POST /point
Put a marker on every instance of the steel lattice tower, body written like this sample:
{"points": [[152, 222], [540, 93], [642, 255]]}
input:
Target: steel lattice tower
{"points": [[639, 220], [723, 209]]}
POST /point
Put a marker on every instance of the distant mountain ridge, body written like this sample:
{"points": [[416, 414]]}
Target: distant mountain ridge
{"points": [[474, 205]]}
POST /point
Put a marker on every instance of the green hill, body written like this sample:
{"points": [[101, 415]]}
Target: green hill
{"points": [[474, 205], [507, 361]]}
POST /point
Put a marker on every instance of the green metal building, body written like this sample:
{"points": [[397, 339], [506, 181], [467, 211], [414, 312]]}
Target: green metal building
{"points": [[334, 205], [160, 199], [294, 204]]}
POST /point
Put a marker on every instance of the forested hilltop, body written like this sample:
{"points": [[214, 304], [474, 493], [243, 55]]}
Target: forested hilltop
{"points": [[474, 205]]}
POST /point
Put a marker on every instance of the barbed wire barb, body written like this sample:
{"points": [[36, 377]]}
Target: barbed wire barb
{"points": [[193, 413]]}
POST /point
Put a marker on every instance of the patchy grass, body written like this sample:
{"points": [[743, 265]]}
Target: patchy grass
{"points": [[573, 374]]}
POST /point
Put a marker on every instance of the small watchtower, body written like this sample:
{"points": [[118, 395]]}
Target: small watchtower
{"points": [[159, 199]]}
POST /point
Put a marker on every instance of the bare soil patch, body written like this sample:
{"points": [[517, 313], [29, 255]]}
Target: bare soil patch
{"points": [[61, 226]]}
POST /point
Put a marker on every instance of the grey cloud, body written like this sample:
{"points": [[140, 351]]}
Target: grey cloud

** Exercise details **
Nothing but the lines from the one with "Put a marker on every instance of the grey" through the final line of the records may appear in the answer, and each must be transcribed exactly.

** Answer space **
Put a marker on every instance of the grey cloud, body written like this sample:
{"points": [[140, 351]]}
Target: grey cloud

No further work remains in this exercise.